■ Problem to solve ■
Retype the stretch of the listing below from the line containing "# draw the outline of every instance of the background" through the line containing "Now draw the outline of every instance of the background", both lines included, with every character unchanged.

■ Data ■
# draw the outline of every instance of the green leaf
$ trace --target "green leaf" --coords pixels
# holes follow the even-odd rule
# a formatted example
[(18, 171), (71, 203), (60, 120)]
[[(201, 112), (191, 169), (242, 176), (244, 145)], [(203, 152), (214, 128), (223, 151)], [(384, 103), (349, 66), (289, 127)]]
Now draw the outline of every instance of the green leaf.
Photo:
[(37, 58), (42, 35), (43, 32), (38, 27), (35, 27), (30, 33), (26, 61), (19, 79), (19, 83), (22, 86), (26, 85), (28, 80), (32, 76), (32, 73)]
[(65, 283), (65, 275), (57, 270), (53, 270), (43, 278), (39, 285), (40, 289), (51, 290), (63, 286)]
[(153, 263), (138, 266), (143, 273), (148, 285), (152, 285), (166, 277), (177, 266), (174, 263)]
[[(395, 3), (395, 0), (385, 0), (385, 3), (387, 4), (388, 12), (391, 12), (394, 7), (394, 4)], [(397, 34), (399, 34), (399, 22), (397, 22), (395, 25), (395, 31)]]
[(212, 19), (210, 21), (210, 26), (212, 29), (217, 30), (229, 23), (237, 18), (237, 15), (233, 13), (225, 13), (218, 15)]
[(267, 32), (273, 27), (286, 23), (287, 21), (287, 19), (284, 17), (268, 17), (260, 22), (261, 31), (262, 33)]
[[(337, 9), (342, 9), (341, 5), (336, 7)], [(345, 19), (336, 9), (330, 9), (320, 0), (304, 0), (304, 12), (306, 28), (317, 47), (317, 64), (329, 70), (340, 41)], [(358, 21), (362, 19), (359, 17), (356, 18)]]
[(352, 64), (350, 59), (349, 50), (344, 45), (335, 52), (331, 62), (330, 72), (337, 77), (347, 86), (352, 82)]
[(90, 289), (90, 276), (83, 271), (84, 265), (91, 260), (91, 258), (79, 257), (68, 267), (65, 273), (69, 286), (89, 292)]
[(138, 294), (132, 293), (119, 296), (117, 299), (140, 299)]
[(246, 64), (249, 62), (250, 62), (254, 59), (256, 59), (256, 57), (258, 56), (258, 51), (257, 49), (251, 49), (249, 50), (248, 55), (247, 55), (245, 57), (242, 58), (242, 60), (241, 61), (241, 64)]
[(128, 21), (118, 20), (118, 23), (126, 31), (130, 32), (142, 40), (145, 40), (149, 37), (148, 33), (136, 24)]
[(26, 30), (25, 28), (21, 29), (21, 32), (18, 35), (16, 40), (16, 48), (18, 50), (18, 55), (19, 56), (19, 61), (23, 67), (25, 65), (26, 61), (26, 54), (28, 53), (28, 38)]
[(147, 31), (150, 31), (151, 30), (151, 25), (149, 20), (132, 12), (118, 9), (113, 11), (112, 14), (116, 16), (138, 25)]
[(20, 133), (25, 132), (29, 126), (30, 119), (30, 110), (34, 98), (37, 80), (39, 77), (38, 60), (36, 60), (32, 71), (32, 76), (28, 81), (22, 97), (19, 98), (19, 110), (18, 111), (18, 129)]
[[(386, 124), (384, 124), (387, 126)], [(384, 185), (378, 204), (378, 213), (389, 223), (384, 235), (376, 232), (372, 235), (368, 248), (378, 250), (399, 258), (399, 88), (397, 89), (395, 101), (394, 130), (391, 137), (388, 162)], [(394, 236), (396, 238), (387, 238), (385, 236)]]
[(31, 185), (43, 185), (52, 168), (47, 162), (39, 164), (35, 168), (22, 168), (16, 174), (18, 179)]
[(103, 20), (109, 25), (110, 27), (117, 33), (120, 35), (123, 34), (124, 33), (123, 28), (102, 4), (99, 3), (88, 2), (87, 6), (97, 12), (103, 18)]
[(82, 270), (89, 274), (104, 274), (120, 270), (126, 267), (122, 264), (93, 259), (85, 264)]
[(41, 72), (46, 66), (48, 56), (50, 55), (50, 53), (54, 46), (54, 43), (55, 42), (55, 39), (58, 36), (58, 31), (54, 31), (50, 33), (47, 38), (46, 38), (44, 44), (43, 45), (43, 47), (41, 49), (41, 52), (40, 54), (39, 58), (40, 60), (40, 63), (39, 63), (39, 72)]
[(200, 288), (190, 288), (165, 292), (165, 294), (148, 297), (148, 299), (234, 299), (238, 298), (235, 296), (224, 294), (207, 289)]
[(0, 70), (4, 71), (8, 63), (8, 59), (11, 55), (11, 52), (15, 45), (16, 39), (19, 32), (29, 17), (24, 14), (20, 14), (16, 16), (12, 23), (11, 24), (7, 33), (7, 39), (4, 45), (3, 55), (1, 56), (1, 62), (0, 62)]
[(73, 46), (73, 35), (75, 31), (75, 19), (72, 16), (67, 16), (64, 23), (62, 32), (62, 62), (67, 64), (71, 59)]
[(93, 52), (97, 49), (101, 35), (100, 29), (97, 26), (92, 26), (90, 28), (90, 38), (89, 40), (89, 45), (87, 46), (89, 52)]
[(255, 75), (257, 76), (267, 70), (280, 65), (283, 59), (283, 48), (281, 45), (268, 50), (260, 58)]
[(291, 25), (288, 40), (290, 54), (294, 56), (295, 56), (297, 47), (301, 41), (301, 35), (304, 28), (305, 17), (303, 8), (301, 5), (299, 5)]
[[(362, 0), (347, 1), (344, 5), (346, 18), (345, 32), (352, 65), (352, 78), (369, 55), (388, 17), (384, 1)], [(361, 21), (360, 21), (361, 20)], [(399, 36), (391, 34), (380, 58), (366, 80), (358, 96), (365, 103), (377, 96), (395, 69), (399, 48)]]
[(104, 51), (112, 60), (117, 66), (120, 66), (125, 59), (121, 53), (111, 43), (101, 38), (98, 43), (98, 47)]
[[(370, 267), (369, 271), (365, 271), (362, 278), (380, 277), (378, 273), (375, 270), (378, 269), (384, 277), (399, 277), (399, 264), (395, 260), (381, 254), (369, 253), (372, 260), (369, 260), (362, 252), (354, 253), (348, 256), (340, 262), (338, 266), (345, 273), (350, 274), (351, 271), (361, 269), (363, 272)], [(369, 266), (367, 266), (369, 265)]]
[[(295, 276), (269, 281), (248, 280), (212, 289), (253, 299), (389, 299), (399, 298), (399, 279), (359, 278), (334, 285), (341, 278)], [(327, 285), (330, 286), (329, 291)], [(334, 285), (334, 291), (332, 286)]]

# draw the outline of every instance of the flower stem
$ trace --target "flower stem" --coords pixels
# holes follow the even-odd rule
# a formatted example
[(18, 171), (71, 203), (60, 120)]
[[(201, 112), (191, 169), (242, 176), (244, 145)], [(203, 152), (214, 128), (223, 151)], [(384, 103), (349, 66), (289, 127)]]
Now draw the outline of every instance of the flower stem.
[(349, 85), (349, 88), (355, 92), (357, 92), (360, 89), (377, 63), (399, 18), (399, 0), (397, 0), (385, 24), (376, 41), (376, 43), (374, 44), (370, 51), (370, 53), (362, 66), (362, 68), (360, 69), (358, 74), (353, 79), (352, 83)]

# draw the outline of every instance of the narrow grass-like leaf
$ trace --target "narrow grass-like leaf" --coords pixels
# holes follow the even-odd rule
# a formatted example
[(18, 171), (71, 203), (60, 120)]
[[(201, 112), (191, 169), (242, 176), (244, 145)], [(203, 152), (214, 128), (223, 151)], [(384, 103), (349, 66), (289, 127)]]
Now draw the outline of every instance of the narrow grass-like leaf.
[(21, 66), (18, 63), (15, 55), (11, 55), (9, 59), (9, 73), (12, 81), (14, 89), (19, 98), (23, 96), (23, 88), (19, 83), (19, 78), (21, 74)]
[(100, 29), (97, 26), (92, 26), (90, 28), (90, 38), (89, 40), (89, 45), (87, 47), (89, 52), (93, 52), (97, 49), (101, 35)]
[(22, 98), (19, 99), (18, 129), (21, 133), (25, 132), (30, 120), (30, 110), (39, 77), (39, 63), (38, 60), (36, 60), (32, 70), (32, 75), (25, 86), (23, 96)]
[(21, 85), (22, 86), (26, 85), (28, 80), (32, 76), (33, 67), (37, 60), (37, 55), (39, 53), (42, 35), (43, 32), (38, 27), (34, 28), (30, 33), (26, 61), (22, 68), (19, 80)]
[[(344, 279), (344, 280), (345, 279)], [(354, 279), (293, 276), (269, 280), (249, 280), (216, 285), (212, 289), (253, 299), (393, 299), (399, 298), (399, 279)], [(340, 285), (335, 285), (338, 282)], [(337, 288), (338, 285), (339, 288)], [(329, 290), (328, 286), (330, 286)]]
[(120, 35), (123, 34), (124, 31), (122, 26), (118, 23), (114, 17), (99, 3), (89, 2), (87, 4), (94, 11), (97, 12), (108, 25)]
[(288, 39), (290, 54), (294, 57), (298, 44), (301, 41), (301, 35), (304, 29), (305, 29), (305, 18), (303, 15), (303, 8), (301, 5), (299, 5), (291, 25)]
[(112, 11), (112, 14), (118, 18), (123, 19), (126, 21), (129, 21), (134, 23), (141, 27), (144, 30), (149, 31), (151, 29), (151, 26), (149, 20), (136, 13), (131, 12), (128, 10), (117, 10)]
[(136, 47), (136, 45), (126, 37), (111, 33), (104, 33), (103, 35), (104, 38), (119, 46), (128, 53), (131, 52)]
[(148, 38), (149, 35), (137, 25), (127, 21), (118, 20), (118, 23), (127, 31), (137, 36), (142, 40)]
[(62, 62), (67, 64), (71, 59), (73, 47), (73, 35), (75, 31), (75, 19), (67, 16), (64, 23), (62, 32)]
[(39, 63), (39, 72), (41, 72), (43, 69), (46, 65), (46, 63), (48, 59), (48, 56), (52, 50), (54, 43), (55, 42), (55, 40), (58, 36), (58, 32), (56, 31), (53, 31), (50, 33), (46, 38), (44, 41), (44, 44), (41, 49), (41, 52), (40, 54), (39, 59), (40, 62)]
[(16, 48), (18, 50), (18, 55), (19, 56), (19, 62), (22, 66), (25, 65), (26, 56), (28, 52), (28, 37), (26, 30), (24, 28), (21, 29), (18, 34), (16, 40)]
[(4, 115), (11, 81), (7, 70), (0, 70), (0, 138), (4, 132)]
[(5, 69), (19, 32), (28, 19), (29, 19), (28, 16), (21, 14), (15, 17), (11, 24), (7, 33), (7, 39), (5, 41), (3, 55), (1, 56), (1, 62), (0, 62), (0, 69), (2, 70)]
...
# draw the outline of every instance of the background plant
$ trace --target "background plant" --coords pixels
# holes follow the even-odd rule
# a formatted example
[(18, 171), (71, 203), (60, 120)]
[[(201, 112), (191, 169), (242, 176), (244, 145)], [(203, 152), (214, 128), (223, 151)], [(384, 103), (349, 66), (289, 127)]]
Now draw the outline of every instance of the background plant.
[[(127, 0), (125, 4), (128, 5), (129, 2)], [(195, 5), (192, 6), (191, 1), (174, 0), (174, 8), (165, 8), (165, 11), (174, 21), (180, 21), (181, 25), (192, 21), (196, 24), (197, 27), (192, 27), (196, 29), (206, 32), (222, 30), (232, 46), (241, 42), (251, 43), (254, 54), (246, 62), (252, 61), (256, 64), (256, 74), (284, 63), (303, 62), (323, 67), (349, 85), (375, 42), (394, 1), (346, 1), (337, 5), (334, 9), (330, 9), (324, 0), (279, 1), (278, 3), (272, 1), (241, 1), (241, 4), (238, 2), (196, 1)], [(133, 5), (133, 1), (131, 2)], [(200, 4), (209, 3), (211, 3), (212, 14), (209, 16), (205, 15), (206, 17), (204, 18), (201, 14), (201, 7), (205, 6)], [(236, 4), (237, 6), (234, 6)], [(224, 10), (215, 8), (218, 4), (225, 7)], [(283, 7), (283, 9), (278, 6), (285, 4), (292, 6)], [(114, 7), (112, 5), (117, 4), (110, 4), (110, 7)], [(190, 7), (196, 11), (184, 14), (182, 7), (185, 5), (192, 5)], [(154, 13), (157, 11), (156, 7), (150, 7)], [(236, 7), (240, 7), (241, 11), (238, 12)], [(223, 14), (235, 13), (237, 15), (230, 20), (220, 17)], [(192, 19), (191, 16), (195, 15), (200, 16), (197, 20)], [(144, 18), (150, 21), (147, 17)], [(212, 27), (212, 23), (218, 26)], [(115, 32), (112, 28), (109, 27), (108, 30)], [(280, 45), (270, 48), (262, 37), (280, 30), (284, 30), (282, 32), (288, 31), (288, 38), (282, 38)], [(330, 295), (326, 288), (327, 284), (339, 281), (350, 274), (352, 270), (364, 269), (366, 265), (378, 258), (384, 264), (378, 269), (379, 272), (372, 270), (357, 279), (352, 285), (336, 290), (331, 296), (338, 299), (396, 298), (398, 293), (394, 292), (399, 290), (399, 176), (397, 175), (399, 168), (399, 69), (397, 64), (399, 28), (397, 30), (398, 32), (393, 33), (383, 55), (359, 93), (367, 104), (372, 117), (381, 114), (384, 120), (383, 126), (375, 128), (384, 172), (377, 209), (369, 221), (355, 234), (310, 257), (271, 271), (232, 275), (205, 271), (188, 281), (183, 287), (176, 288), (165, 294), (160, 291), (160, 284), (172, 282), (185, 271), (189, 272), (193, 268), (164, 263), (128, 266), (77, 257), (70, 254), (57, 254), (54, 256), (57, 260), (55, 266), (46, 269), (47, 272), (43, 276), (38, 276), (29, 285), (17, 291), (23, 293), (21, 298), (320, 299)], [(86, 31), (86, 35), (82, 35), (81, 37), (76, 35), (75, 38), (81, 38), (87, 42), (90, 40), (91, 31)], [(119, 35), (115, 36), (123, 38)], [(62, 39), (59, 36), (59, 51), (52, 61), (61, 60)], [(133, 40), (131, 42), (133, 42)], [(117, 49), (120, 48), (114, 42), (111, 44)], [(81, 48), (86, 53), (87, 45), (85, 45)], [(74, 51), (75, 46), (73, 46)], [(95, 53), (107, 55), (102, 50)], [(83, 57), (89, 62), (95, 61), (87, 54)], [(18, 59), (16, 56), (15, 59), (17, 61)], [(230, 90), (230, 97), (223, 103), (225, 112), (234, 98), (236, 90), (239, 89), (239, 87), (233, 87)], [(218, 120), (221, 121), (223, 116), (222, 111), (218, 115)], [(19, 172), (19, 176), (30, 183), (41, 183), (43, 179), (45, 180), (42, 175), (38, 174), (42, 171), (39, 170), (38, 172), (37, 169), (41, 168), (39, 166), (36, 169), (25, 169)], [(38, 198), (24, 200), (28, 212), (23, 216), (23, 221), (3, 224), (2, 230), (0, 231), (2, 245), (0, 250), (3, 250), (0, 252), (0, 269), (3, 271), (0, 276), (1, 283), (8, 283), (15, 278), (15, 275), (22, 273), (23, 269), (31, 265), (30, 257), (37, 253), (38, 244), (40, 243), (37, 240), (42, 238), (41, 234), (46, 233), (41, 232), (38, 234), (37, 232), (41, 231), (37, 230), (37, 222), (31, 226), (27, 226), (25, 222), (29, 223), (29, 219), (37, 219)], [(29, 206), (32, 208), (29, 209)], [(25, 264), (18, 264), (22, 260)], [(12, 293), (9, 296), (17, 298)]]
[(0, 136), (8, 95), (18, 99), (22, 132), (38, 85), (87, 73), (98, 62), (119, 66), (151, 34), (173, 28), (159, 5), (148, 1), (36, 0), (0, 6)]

■ Solution ■
# draw the outline of every instance of the background plant
$ trace --target "background plant" --coords pixels
# holes follow the even-odd rule
# a formatted example
[(18, 171), (71, 203), (60, 120)]
[[(201, 112), (191, 169), (242, 176), (244, 145)], [(203, 152), (214, 128), (223, 151)], [(384, 103), (349, 66), (289, 127)]]
Now draw the outline of every instance of the background plant.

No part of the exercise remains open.